A block of data

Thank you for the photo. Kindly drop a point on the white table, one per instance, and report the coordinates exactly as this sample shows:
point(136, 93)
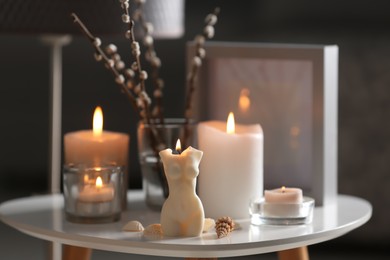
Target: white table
point(43, 217)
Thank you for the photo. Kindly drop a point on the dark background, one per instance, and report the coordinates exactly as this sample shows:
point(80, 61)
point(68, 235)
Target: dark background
point(361, 29)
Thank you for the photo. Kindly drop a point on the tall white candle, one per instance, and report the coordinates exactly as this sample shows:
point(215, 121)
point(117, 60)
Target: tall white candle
point(231, 169)
point(96, 147)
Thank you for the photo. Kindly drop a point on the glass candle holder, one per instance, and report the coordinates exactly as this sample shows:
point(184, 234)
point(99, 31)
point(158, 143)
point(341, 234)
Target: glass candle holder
point(262, 212)
point(93, 194)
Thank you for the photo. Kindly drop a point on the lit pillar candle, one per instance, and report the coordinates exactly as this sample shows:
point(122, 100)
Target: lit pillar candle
point(182, 214)
point(232, 167)
point(97, 192)
point(96, 147)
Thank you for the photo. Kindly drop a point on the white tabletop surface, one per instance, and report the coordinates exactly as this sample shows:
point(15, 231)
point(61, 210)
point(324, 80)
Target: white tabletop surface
point(43, 217)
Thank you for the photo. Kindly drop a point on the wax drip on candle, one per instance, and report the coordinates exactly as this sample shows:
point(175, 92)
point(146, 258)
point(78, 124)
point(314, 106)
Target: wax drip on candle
point(177, 148)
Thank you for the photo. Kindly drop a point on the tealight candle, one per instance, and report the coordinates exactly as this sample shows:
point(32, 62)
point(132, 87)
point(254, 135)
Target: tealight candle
point(282, 202)
point(232, 167)
point(283, 195)
point(182, 214)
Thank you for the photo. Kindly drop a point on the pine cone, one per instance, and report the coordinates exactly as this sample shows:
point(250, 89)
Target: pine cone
point(223, 226)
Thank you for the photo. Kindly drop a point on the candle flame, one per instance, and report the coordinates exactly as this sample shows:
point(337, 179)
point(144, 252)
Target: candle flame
point(230, 126)
point(99, 182)
point(98, 121)
point(178, 145)
point(244, 101)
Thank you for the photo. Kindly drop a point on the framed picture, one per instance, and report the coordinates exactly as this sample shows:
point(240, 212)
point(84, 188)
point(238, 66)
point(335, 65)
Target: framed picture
point(292, 92)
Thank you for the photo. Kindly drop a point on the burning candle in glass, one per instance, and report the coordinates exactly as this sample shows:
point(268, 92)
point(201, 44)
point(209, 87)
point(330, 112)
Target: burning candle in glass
point(97, 192)
point(283, 202)
point(92, 194)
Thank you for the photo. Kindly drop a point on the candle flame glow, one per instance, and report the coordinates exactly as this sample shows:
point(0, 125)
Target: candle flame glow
point(230, 126)
point(244, 101)
point(99, 182)
point(98, 121)
point(178, 145)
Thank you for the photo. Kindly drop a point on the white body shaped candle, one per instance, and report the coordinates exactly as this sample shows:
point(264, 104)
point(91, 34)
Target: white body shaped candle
point(182, 214)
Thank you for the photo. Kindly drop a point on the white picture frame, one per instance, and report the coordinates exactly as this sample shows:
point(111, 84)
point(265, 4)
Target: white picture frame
point(293, 94)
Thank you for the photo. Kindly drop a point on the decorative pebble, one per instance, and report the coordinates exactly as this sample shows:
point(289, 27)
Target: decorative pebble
point(208, 224)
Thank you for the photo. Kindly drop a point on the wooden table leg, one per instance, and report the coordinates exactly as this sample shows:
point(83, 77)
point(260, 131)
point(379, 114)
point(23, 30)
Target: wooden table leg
point(76, 253)
point(299, 253)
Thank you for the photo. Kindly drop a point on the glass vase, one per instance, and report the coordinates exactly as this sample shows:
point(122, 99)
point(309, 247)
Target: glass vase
point(152, 138)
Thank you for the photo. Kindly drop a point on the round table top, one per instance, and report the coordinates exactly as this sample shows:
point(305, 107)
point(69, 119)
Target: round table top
point(43, 217)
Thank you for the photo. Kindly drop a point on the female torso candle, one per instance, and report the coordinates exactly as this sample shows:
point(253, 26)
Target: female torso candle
point(232, 168)
point(182, 214)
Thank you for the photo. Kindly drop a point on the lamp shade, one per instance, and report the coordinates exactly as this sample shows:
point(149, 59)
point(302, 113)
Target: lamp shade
point(103, 17)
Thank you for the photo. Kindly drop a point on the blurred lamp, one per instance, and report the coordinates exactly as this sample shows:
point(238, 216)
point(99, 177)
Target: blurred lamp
point(50, 19)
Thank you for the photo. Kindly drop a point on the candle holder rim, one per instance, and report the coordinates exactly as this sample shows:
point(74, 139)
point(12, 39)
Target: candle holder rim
point(75, 168)
point(168, 122)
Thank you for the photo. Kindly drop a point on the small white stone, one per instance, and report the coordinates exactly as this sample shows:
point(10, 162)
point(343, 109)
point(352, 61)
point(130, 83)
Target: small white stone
point(209, 223)
point(157, 93)
point(199, 39)
point(133, 226)
point(149, 28)
point(154, 230)
point(211, 19)
point(209, 31)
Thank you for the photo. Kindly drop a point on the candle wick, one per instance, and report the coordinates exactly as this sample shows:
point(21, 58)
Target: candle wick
point(176, 151)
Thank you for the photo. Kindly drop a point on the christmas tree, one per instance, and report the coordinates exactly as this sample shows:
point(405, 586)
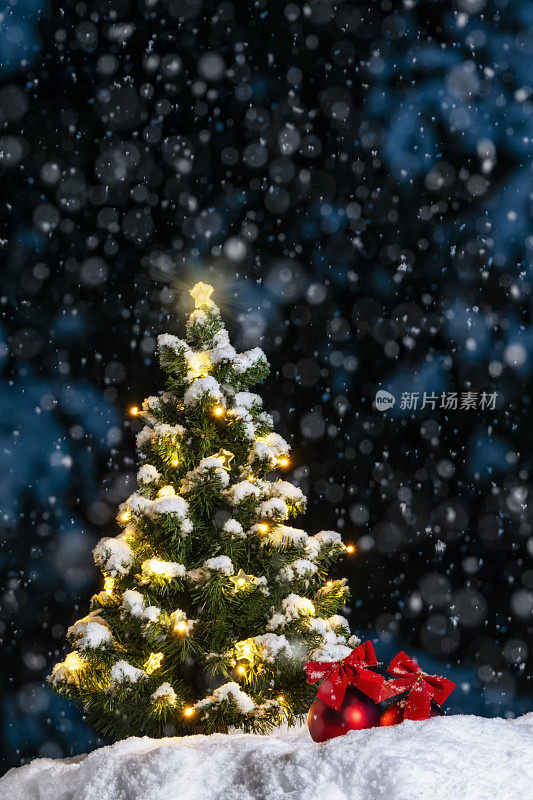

> _What is needed_
Rewrite the data starting at the line containing "the white body" and ending at the line containing "point(208, 224)", scaling every answer coordinate by 1.45 and rounding each to a whole number, with halves rounded up. Keep the requests and their sample coordinates unchanged.

> _Answer to this problem_
Thank you for the photo. Kindly drop a point on the white body shaped candle, one per instance, and report the coordinates exactly as this sample shows:
point(264, 104)
point(91, 34)
Target: white body shaped candle
point(264, 310)
Thank you for the photo. Kindly drop a point on the white picture frame, one per instance, and report the coordinates exactly as this sample shows:
point(111, 84)
point(265, 4)
Target: white picture frame
point(425, 136)
Thank you for the photo. Kindly drop a point on the decorative pebble, one per instance, and report the coordinates exactly as this sample shows:
point(289, 27)
Target: decorative pebble
point(302, 325)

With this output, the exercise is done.